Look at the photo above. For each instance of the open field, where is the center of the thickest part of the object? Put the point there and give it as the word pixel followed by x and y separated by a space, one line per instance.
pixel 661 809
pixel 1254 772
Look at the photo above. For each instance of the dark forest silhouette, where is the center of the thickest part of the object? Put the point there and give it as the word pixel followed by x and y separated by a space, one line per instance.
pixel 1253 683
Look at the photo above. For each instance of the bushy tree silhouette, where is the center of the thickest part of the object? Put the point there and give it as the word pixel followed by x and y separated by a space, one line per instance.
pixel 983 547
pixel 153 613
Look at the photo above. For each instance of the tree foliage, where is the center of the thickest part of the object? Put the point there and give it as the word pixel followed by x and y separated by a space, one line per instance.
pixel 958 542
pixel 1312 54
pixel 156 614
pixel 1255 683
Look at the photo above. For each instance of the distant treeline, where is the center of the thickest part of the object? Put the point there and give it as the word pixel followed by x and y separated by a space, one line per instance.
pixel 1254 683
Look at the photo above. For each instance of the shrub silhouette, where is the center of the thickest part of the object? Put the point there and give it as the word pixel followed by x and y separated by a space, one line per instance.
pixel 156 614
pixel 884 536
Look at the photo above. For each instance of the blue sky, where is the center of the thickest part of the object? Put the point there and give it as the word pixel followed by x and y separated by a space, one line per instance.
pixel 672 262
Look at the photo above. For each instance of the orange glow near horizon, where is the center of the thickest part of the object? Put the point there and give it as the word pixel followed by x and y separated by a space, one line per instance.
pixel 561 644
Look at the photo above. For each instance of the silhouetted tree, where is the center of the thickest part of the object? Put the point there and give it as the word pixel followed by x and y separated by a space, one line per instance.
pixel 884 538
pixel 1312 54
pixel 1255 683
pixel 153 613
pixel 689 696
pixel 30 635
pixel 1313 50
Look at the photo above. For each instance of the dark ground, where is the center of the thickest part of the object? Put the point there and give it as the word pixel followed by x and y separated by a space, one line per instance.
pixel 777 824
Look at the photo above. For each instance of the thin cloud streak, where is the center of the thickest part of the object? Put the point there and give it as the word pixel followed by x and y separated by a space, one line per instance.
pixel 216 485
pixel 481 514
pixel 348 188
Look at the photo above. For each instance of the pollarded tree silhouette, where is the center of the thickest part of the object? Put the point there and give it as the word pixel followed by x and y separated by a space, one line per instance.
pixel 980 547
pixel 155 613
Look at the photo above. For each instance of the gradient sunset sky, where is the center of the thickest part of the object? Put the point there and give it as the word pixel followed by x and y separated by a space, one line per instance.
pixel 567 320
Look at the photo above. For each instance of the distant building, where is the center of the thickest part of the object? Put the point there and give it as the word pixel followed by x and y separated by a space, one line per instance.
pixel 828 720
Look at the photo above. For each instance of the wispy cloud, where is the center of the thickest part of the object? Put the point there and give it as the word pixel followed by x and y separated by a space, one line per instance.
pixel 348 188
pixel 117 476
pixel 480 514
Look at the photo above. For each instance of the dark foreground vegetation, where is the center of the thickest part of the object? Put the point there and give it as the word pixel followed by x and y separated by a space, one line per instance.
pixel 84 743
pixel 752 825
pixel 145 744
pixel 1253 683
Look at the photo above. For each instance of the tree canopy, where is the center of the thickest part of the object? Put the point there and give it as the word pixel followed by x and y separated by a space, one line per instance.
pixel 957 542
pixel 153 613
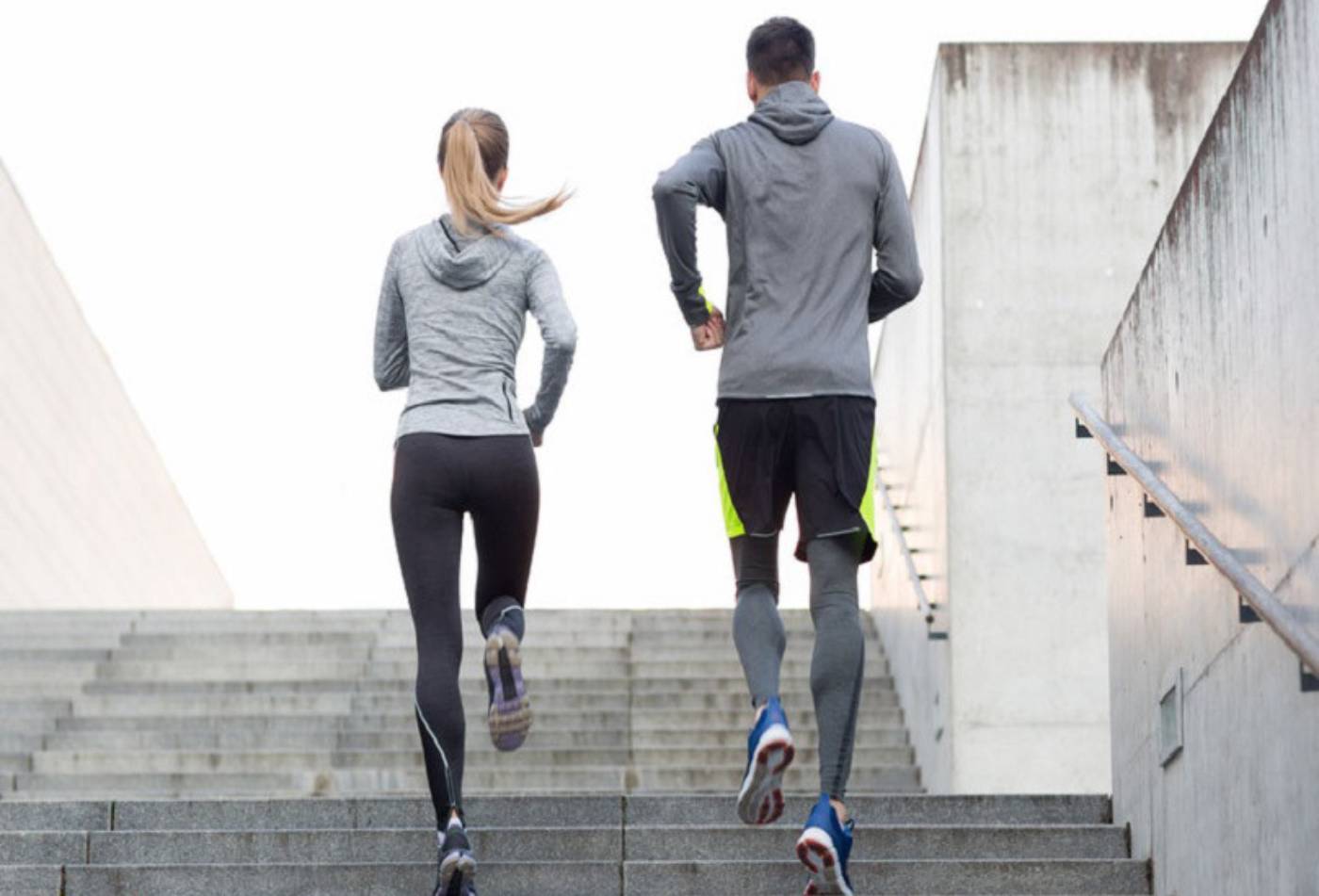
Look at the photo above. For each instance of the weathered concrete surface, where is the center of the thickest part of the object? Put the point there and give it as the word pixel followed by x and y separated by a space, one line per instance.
pixel 1045 175
pixel 89 514
pixel 1213 376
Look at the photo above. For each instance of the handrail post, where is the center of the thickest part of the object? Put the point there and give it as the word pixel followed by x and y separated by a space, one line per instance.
pixel 1202 544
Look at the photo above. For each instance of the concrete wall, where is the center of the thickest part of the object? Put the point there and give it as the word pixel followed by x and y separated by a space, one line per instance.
pixel 1052 169
pixel 913 460
pixel 89 516
pixel 1213 376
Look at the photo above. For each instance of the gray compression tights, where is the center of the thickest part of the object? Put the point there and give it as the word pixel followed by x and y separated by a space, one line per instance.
pixel 838 660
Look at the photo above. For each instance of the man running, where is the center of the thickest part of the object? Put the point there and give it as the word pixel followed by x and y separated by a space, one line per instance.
pixel 806 200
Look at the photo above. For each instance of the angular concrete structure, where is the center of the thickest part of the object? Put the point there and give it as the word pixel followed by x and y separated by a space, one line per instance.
pixel 1213 378
pixel 89 514
pixel 1045 174
pixel 131 780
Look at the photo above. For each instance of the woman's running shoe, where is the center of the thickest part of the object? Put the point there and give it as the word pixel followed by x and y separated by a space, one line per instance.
pixel 457 865
pixel 511 710
pixel 769 753
pixel 823 847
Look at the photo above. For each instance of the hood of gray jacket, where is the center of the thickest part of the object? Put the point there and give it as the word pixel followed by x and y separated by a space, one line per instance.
pixel 459 260
pixel 793 111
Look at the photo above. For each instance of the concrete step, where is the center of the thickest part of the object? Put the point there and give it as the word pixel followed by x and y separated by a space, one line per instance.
pixel 540 666
pixel 640 810
pixel 30 708
pixel 801 777
pixel 281 734
pixel 378 879
pixel 15 761
pixel 260 761
pixel 520 843
pixel 412 780
pixel 30 879
pixel 472 682
pixel 905 878
pixel 800 713
pixel 512 843
pixel 904 842
pixel 224 738
pixel 925 809
pixel 560 810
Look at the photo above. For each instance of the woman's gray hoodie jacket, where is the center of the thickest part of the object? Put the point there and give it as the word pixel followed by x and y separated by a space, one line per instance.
pixel 452 310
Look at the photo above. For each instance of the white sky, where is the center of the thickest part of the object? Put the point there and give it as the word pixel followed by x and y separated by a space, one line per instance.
pixel 220 184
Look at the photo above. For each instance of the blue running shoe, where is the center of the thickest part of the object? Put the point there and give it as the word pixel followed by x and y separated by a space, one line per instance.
pixel 769 753
pixel 823 847
pixel 511 709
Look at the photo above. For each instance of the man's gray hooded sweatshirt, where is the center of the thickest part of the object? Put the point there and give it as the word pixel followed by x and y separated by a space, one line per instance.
pixel 452 310
pixel 807 201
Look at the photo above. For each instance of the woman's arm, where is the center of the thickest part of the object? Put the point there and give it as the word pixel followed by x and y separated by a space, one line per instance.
pixel 558 330
pixel 391 330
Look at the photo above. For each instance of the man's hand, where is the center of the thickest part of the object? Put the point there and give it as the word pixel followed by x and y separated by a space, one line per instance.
pixel 709 334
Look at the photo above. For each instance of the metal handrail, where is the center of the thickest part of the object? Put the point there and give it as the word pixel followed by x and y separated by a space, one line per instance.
pixel 1263 602
pixel 922 600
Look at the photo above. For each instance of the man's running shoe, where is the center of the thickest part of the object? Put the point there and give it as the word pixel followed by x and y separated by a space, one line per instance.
pixel 457 865
pixel 511 710
pixel 769 753
pixel 823 847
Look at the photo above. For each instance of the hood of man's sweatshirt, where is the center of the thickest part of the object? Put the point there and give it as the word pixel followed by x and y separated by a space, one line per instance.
pixel 461 260
pixel 793 111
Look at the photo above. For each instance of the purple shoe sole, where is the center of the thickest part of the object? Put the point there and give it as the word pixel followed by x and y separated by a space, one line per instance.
pixel 511 710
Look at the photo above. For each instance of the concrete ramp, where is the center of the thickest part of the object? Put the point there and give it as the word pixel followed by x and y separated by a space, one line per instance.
pixel 89 514
pixel 274 754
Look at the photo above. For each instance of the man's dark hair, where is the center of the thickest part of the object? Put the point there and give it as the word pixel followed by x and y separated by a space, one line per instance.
pixel 781 49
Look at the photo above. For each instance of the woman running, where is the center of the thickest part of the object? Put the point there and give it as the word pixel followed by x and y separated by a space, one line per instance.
pixel 452 309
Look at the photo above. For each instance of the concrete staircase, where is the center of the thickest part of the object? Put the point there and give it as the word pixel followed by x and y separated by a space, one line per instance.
pixel 167 753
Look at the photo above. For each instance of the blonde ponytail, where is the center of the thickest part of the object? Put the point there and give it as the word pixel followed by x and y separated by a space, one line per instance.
pixel 472 152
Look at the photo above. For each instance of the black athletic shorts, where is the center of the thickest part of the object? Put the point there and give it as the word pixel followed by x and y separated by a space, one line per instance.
pixel 820 448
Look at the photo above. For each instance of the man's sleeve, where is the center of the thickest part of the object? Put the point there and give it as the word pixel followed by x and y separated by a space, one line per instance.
pixel 897 269
pixel 696 177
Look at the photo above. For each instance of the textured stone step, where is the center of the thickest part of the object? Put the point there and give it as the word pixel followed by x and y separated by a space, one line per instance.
pixel 42 847
pixel 873 842
pixel 541 666
pixel 220 738
pixel 62 816
pixel 905 878
pixel 160 761
pixel 527 878
pixel 546 720
pixel 30 879
pixel 800 779
pixel 511 843
pixel 521 843
pixel 800 713
pixel 998 809
pixel 363 813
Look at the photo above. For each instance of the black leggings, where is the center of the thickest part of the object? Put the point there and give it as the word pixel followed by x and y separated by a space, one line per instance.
pixel 437 481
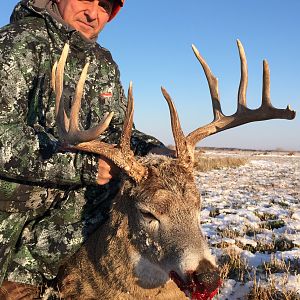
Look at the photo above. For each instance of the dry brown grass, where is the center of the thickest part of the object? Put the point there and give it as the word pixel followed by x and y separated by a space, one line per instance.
pixel 203 163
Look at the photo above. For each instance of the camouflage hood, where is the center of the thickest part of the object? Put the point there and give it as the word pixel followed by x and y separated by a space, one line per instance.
pixel 46 9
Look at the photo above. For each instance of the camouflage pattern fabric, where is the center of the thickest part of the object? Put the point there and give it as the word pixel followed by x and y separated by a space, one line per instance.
pixel 49 200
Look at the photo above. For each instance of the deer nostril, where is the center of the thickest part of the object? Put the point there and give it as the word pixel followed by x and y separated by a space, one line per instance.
pixel 209 280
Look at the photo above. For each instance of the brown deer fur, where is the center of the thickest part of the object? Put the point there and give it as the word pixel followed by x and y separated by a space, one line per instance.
pixel 106 266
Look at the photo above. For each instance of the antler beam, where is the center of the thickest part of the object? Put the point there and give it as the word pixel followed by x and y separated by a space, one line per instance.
pixel 185 145
pixel 86 140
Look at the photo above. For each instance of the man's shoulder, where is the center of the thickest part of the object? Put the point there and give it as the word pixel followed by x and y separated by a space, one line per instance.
pixel 27 30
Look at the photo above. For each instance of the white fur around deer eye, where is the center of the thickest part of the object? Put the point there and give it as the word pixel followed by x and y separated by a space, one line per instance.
pixel 148 215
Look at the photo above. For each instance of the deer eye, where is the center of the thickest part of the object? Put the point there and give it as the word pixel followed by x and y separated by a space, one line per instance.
pixel 148 215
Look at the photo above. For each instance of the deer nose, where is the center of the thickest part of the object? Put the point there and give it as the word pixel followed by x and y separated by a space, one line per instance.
pixel 209 281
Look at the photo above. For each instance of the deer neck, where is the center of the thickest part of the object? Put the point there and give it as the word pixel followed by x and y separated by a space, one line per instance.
pixel 117 259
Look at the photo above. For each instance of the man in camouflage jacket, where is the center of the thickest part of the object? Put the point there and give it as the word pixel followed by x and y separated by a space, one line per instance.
pixel 50 200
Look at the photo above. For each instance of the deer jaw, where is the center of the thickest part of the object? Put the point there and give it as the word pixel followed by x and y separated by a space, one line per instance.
pixel 164 224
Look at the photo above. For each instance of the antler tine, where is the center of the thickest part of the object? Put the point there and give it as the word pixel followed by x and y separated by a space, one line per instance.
pixel 212 83
pixel 242 105
pixel 266 98
pixel 69 128
pixel 179 138
pixel 128 122
pixel 121 155
pixel 243 114
pixel 58 71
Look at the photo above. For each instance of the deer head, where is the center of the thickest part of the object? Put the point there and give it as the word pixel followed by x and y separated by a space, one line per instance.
pixel 159 204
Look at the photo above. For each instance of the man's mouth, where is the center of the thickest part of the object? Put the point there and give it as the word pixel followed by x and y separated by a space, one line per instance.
pixel 86 24
pixel 202 286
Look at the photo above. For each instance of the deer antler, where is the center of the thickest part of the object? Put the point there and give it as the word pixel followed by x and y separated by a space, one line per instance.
pixel 185 145
pixel 86 140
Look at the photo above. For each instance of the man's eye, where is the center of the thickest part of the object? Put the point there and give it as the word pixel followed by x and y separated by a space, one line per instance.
pixel 106 5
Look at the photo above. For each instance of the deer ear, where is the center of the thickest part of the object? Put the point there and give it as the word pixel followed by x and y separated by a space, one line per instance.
pixel 153 171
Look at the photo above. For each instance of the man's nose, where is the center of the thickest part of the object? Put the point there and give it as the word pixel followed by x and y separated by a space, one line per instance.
pixel 92 10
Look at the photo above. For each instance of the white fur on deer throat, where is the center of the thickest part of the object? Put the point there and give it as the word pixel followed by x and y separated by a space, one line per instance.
pixel 149 275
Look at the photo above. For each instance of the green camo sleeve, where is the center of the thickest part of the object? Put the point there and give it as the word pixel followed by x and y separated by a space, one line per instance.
pixel 20 144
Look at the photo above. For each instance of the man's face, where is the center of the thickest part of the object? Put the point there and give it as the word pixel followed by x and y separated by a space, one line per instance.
pixel 86 16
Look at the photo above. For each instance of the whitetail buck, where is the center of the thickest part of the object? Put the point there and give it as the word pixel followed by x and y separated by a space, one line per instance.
pixel 153 233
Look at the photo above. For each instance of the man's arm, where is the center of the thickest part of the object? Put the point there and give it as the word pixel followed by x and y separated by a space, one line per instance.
pixel 21 151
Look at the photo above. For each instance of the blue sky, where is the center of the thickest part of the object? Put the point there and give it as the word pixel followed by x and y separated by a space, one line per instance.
pixel 151 42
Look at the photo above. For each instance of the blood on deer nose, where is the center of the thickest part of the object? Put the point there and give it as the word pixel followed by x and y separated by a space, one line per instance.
pixel 208 281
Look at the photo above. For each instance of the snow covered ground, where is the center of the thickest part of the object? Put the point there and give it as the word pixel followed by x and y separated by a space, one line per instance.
pixel 252 213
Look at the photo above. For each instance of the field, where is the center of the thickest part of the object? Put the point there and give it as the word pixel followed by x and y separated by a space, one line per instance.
pixel 251 216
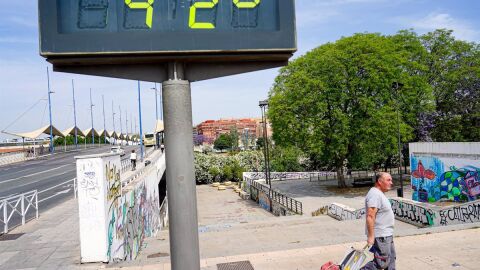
____
Task details | Once you find the line containing "Look at the photo above. For each instance of the snow", transcribe it and each line after it to the end of the records exactly, and leave out the pictures.

Written answer |
Look at the photo above. For each instance of the snow covered ground, where is the center of the thickest part of the object? Put the point there and give it as the word pixel followed by x and y separated by a space, one line per instance.
pixel 252 213
Look at the photo above. For each instance of the field, where is the center of the thickest part of the object? Put the point there and give it as the word pixel followed by x and y separated by a space, one line per instance.
pixel 251 216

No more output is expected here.